■ Problem statement ■
Give all of the listing again word for word, with images excluded.

■ Input records ■
* * * * *

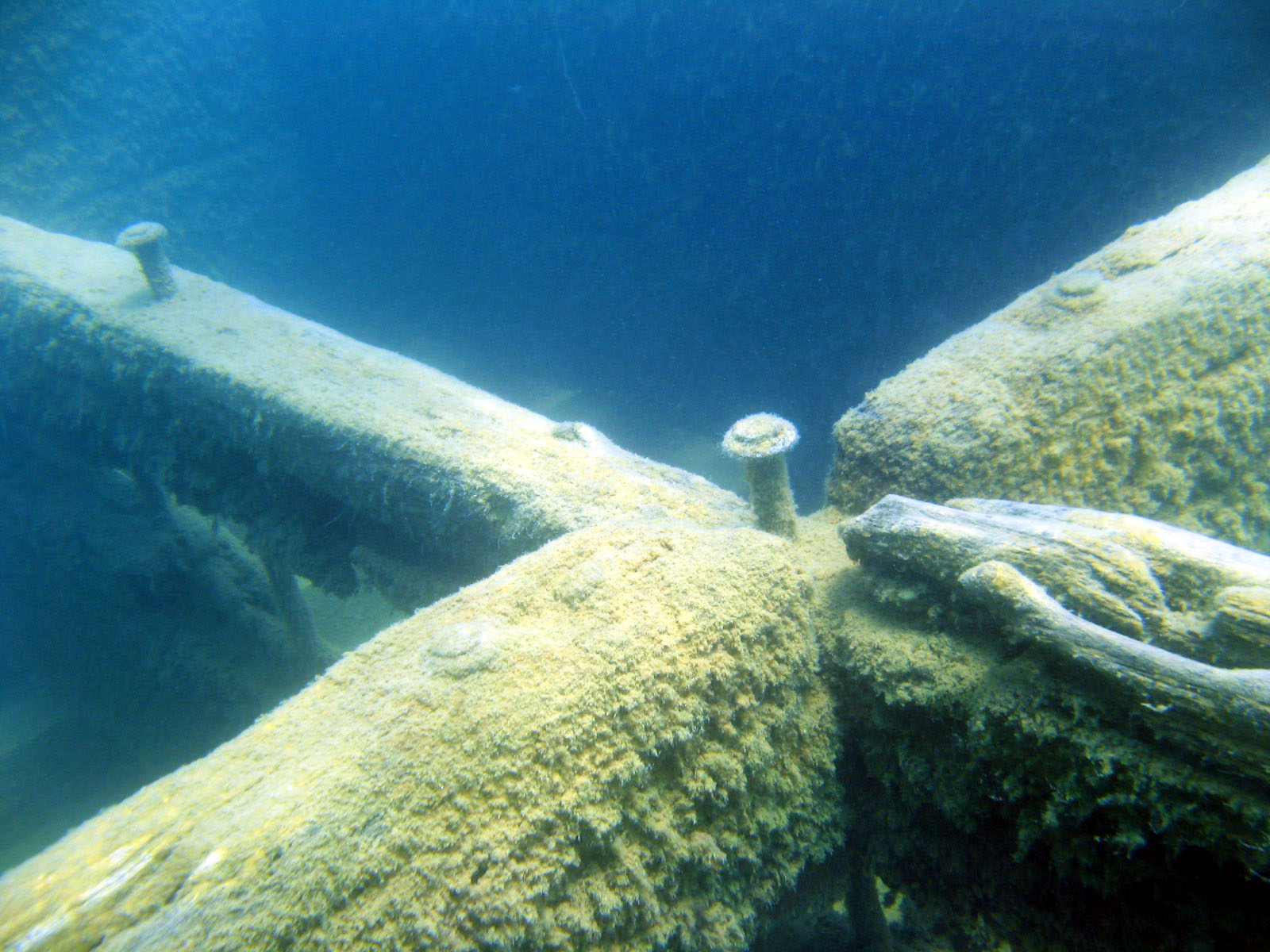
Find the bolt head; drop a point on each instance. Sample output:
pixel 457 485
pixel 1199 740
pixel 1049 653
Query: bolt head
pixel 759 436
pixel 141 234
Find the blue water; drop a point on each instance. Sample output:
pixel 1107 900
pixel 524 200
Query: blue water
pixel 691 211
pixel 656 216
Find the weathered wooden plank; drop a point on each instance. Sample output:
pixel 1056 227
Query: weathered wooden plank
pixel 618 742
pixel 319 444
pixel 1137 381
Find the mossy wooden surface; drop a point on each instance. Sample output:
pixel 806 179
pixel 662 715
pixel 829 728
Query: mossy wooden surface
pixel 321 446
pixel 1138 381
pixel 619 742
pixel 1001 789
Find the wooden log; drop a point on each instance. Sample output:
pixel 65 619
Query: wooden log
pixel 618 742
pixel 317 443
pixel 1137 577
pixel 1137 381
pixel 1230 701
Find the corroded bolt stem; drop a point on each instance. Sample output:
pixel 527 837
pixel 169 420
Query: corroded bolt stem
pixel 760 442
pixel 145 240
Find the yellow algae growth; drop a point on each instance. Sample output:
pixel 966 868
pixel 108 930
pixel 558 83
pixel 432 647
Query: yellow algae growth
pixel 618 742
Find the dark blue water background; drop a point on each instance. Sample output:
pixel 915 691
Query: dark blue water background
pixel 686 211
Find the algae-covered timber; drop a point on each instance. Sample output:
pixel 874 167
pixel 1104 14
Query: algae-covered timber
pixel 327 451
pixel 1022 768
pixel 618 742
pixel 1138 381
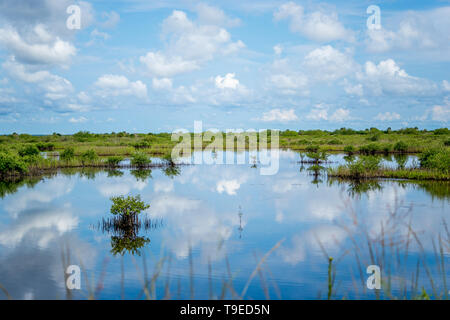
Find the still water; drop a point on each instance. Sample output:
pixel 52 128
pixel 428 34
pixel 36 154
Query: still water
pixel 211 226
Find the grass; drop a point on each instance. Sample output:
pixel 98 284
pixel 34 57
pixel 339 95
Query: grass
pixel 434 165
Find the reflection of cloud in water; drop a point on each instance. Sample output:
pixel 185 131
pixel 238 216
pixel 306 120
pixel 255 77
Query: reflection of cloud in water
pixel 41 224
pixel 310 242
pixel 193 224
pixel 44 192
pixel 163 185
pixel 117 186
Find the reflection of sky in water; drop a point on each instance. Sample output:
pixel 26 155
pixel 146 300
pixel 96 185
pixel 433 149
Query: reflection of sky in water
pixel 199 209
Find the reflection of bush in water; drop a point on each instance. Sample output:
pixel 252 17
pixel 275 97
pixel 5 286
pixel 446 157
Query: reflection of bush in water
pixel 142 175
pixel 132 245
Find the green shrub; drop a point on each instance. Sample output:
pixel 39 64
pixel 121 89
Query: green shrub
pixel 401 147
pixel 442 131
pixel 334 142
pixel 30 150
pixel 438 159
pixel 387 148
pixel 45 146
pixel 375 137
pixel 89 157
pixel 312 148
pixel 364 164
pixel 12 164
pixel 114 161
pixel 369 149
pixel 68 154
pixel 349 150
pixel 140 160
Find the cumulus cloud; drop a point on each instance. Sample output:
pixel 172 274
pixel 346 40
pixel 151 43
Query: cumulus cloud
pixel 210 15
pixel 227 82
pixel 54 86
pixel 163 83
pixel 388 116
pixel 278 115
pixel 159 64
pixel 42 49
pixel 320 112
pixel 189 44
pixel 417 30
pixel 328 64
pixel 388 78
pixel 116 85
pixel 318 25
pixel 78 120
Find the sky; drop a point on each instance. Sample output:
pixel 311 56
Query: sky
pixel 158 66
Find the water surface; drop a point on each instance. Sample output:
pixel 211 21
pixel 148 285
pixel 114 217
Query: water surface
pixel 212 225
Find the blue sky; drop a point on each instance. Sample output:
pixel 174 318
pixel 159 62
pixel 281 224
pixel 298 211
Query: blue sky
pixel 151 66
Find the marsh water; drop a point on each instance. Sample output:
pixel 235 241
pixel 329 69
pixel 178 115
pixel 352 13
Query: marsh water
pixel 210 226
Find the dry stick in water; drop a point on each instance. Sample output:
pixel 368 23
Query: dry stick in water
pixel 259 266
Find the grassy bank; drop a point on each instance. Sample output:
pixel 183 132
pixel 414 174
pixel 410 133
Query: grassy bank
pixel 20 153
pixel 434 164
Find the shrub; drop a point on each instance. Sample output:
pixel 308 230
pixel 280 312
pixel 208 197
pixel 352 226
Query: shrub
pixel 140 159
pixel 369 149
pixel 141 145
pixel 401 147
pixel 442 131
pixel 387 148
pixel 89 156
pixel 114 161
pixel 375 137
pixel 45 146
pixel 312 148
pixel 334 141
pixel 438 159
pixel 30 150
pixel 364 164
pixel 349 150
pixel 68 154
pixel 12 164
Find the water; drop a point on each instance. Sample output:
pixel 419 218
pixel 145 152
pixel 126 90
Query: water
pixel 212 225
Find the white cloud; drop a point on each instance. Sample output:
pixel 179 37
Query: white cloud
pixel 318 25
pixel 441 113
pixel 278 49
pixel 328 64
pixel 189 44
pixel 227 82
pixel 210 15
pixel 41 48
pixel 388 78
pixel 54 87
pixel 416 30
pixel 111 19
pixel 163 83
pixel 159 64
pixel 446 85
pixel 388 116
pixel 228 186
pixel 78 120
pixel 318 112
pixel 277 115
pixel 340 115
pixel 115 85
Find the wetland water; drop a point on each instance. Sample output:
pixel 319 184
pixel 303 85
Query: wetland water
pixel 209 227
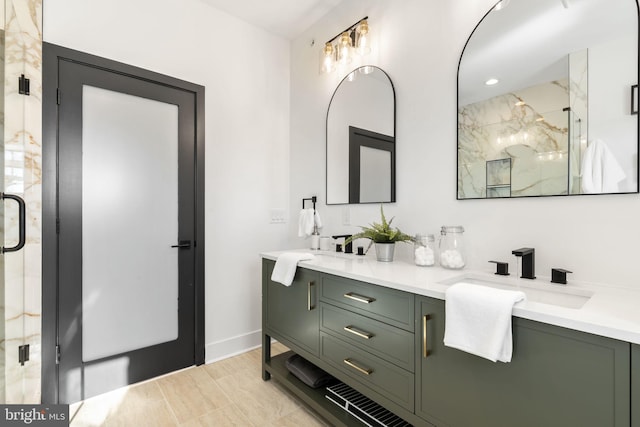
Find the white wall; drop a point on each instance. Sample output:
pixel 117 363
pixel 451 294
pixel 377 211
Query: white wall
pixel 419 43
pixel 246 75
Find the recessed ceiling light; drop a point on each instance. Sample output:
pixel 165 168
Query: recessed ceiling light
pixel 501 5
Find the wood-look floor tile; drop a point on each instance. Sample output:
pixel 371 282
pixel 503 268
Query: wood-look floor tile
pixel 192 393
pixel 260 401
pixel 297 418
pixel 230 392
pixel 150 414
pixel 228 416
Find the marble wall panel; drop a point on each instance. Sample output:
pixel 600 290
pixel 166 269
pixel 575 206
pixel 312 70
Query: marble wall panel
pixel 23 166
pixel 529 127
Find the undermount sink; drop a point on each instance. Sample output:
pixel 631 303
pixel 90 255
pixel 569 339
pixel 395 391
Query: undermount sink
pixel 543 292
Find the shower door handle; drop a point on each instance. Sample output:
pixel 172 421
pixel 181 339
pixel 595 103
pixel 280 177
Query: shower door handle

* * * * *

■ Answer for the task ■
Find the bolt head; drop a point on each instance. Sample output:
pixel 457 485
pixel 1199 740
pixel 1049 653
Query: bolt head
pixel 759 436
pixel 141 234
Find the blue water; drop a point on each instance. Sample output:
pixel 1107 900
pixel 524 200
Query: blue water
pixel 691 211
pixel 656 216
Find the weathered wooden plank; drop a point on each instance. Sample output:
pixel 1056 227
Query: weathered wooden plank
pixel 618 742
pixel 319 444
pixel 1137 381
Find the mossy wooden surface; drop a point on each instance. Sample output:
pixel 806 179
pixel 662 715
pixel 829 728
Query: mossy wooden surface
pixel 321 446
pixel 1138 381
pixel 619 742
pixel 1001 789
Find the wooden log; drop a point on each instance. Sample output:
pixel 65 619
Query: wooden log
pixel 618 742
pixel 317 443
pixel 1137 577
pixel 1137 381
pixel 1230 701
Find the corroded bolt stem; drop a point on each instance. Sample output:
pixel 527 837
pixel 169 420
Query: corroded bolt stem
pixel 760 442
pixel 145 240
Find the yellow algae growth; drop a point on each instance. Sample output:
pixel 966 868
pixel 108 930
pixel 558 83
pixel 432 647
Query: yellow algae growth
pixel 618 742
Find the dark blue water background; drop a point on each instance. Sample output:
pixel 915 691
Query: dark blue water background
pixel 686 211
Find the algae-covered timber; drop a point on each instance. Sample output:
pixel 874 167
pixel 1104 14
Query: algae-covered timber
pixel 327 451
pixel 1022 768
pixel 618 742
pixel 1138 381
Find the still water; drop a point on each instance. Sample output:
pixel 52 128
pixel 428 34
pixel 36 154
Query: still water
pixel 211 226
Find the grass; drop a point on each instance. Sample output:
pixel 98 284
pixel 34 57
pixel 339 95
Query: grass
pixel 434 165
Find the reflection of cloud in water; drop a point on each instance. Sample output:
pixel 185 131
pixel 238 216
pixel 306 120
pixel 255 77
Query: reflection of cloud in water
pixel 41 224
pixel 310 242
pixel 193 224
pixel 44 192
pixel 163 185
pixel 117 186
Find the reflection of sky in water; drop a point on each instance. Sample output:
pixel 26 155
pixel 146 300
pixel 96 185
pixel 433 149
Query: reflection of sky in water
pixel 199 209
Find the reflection of bush in water; drop a point on each instance. Sample output:
pixel 252 17
pixel 275 97
pixel 5 286
pixel 446 157
Query: reflection of bush in water
pixel 142 175
pixel 132 245
Find the green shrub; drop a point on each instance. Sample output:
pixel 39 64
pixel 121 89
Query: green shrub
pixel 401 147
pixel 442 131
pixel 334 142
pixel 30 150
pixel 438 159
pixel 387 148
pixel 45 146
pixel 375 137
pixel 89 157
pixel 312 148
pixel 364 164
pixel 12 164
pixel 114 161
pixel 369 149
pixel 68 154
pixel 349 150
pixel 140 160
Find the cumulus cloud; drop a point on each instance. Sample output:
pixel 172 274
pixel 346 40
pixel 151 43
Query: cumulus cloud
pixel 210 15
pixel 227 82
pixel 54 86
pixel 163 83
pixel 388 116
pixel 278 115
pixel 159 64
pixel 42 49
pixel 320 112
pixel 189 44
pixel 417 30
pixel 328 64
pixel 388 78
pixel 116 85
pixel 318 25
pixel 78 120
Find the sky; drop a point on each instance. Sample output:
pixel 311 56
Query: sky
pixel 158 66
Find the water surface; drop a point on each instance. Sample output:
pixel 211 21
pixel 148 285
pixel 114 217
Query: water surface
pixel 212 225
Find the blue sky; drop a point on each instance. Sample output:
pixel 174 318
pixel 159 62
pixel 281 224
pixel 298 211
Query: blue sky
pixel 151 66
Find the marsh water; drop a point on each instance. Sample output:
pixel 235 241
pixel 329 69
pixel 178 115
pixel 352 13
Query: marsh water
pixel 210 226
Find the dry stick in water; drop a point on each instance. Sample output:
pixel 368 23
Query: dry stick in water
pixel 259 266
Find the grassy bank; drop a point on each instance. Sample output:
pixel 183 132
pixel 414 174
pixel 410 133
Query: grassy bank
pixel 20 153
pixel 434 164
Find the shrub; drop a point on each instance. Sample output:
pixel 308 230
pixel 280 312
pixel 208 197
pixel 352 226
Query: shrub
pixel 140 159
pixel 369 149
pixel 141 145
pixel 401 147
pixel 442 131
pixel 387 148
pixel 89 156
pixel 114 161
pixel 375 137
pixel 45 146
pixel 312 148
pixel 334 141
pixel 438 159
pixel 30 150
pixel 364 164
pixel 349 150
pixel 68 154
pixel 12 164
Find the water; drop a point on each instance. Sample output:
pixel 419 218
pixel 145 152
pixel 126 90
Query: water
pixel 212 225
Find the white cloud; drop a point on each instance. Sample output:
pixel 179 37
Query: white cloud
pixel 318 25
pixel 441 113
pixel 278 49
pixel 328 64
pixel 189 44
pixel 227 82
pixel 210 15
pixel 41 48
pixel 388 78
pixel 54 87
pixel 416 30
pixel 111 19
pixel 163 83
pixel 159 64
pixel 446 85
pixel 388 116
pixel 228 186
pixel 78 120
pixel 318 112
pixel 277 115
pixel 340 115
pixel 115 85
Find the wetland water; drop a point on each instance. Sample output:
pixel 319 184
pixel 303 85
Query: wetland water
pixel 209 227
Find the white wall; drop a point on each instance. Sample output:
pixel 117 363
pixel 451 294
pixel 377 211
Query: white wall
pixel 419 43
pixel 246 75
Find the recessed ceiling light; drop a point on each instance. Sample output:
pixel 165 168
Query: recessed ceiling light
pixel 501 5
Find the wood-look floor tile; drop a point on each instance. Sample output:
pixel 371 282
pixel 503 268
Query: wood-look floor tile
pixel 192 393
pixel 260 401
pixel 297 418
pixel 230 392
pixel 150 414
pixel 228 416
Find the marble wall panel; drop a point on each instance. Sample output:
pixel 600 290
pixel 166 269
pixel 575 206
pixel 312 70
Query: marble wall panel
pixel 23 166
pixel 529 127
Find the undermount sink; drop a point on each instance. Sample output:
pixel 631 303
pixel 90 255
pixel 569 339
pixel 395 391
Query: undermount sink
pixel 543 292
Find the shower door handle; drop a point on each instance. Sample output:
pixel 172 421
pixel 181 339
pixel 595 103
pixel 280 177
Query: shower door handle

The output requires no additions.